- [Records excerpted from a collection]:
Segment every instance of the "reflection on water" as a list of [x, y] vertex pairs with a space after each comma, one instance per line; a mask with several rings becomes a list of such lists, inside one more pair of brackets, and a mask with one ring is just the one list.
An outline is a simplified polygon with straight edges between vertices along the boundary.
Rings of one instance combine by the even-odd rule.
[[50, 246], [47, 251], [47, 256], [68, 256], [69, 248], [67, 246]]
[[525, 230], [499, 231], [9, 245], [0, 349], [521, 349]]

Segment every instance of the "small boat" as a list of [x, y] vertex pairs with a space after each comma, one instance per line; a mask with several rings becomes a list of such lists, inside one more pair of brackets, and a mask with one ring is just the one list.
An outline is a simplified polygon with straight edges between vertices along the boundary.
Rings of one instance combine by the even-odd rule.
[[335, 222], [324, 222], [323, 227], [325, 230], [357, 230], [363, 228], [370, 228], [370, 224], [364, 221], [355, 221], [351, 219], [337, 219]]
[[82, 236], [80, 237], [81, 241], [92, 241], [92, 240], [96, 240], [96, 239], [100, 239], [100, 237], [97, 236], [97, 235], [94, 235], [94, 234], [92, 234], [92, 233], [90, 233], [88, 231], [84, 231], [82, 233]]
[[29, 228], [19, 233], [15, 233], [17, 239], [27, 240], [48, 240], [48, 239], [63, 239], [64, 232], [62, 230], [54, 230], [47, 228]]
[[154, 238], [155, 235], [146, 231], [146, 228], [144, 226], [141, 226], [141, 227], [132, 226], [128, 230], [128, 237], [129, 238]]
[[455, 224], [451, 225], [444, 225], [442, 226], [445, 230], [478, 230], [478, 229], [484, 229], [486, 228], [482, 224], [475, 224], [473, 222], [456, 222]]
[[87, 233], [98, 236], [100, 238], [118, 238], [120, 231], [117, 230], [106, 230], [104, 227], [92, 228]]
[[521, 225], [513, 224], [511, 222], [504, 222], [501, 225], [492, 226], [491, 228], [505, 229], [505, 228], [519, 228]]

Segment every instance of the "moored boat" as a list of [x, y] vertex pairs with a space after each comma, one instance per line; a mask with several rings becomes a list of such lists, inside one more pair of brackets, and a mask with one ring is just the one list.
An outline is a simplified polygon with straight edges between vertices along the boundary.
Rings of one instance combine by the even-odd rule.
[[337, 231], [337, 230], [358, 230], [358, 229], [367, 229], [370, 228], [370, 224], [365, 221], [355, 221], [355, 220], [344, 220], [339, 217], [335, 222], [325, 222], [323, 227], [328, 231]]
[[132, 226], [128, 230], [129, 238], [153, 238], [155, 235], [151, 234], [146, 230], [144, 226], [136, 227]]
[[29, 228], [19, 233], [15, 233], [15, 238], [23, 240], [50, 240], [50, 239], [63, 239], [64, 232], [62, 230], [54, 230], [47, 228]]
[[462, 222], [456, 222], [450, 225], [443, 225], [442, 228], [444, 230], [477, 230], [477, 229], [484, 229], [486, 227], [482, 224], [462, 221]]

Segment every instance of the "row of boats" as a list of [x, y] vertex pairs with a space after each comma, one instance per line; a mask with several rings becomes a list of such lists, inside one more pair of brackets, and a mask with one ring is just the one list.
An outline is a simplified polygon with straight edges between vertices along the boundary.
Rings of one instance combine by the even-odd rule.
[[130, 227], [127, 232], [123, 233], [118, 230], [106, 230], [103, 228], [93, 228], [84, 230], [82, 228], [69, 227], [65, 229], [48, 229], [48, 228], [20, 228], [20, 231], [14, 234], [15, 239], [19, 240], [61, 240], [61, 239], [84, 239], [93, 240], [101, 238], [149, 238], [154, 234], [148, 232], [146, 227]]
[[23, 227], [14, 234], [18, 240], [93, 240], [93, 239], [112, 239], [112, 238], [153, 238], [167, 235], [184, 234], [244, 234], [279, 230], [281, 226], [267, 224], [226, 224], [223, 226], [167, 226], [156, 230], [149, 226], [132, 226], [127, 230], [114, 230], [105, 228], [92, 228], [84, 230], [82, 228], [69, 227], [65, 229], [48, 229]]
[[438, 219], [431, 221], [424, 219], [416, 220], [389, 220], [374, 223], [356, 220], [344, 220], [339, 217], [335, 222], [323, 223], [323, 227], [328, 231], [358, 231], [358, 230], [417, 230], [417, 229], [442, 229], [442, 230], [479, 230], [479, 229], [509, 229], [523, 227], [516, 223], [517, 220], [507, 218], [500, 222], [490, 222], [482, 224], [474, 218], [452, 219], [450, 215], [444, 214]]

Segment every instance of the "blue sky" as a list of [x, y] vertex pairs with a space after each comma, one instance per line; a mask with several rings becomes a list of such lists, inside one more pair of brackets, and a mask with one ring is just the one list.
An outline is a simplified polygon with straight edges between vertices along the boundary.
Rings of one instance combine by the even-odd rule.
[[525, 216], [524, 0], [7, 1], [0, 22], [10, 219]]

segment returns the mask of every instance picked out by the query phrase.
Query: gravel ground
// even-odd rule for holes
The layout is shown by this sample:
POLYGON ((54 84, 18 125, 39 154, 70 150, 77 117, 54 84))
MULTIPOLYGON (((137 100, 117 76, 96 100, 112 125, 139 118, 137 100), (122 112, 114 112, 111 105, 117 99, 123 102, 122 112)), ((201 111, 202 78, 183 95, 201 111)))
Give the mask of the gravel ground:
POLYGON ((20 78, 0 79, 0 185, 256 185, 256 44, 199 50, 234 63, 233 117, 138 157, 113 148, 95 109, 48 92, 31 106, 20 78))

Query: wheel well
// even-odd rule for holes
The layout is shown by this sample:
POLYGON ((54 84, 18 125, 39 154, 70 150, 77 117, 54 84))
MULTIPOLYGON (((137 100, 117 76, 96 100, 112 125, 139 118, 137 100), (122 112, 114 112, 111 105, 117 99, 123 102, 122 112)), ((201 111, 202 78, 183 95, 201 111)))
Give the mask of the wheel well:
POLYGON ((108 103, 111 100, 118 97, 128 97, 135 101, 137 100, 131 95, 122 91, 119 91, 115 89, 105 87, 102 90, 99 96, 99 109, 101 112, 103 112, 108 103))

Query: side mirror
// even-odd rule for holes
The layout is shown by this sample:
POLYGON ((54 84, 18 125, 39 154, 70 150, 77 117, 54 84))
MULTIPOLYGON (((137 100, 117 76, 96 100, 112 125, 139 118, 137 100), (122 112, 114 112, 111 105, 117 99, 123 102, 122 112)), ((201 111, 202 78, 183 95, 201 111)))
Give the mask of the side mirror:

- [WHAT IS NEEDED]: Can you reproduce word for word every line from the start of the records through the line containing "228], [519, 228]]", with that final line included?

- [RESPONSE TO THE EXERCISE]:
Segment every instance of the "reflection on water" as a list of [x, y] vertex pairs with a space after each comma, one instance per line; a mask with several rings becomes a list of such lists, inside one more pair of brackets, and a mask with one ring is just the one list.
An outline is a simplified polygon with straight edges between vertices along the boundary.
Rings of one instance combine by the even-odd rule.
[[50, 246], [47, 251], [47, 256], [68, 256], [69, 248], [67, 246]]
[[525, 230], [499, 231], [9, 245], [0, 349], [521, 349]]

Segment every instance of the "small boat" as a list of [x, y] vertex pairs with a space after each comma, one instance per line; a mask with several rings becomes a list of such lists, inside one more pair of brackets, and a mask with one ring is just the one list.
An outline is a simplified polygon with straight edges between vertices along the boundary.
Rings of one instance combine by the even-odd rule.
[[335, 222], [324, 222], [323, 227], [325, 230], [357, 230], [363, 228], [370, 228], [370, 224], [364, 221], [355, 221], [351, 219], [337, 219]]
[[82, 236], [80, 237], [81, 241], [92, 241], [92, 240], [96, 240], [96, 239], [100, 239], [100, 237], [97, 236], [97, 235], [94, 235], [94, 234], [92, 234], [92, 233], [90, 233], [88, 231], [84, 231], [82, 233]]
[[29, 228], [19, 233], [15, 233], [17, 239], [27, 240], [48, 240], [48, 239], [63, 239], [64, 232], [62, 230], [54, 230], [47, 228]]
[[154, 238], [155, 235], [146, 231], [146, 228], [144, 226], [141, 226], [141, 227], [132, 226], [128, 230], [128, 237], [129, 238]]
[[455, 224], [451, 225], [444, 225], [442, 226], [445, 230], [478, 230], [478, 229], [484, 229], [486, 228], [482, 224], [475, 224], [473, 222], [456, 222]]
[[87, 233], [98, 236], [100, 238], [118, 238], [120, 231], [117, 230], [106, 230], [104, 227], [92, 228]]
[[521, 225], [513, 224], [511, 222], [504, 222], [501, 225], [492, 226], [491, 228], [505, 229], [505, 228], [519, 228]]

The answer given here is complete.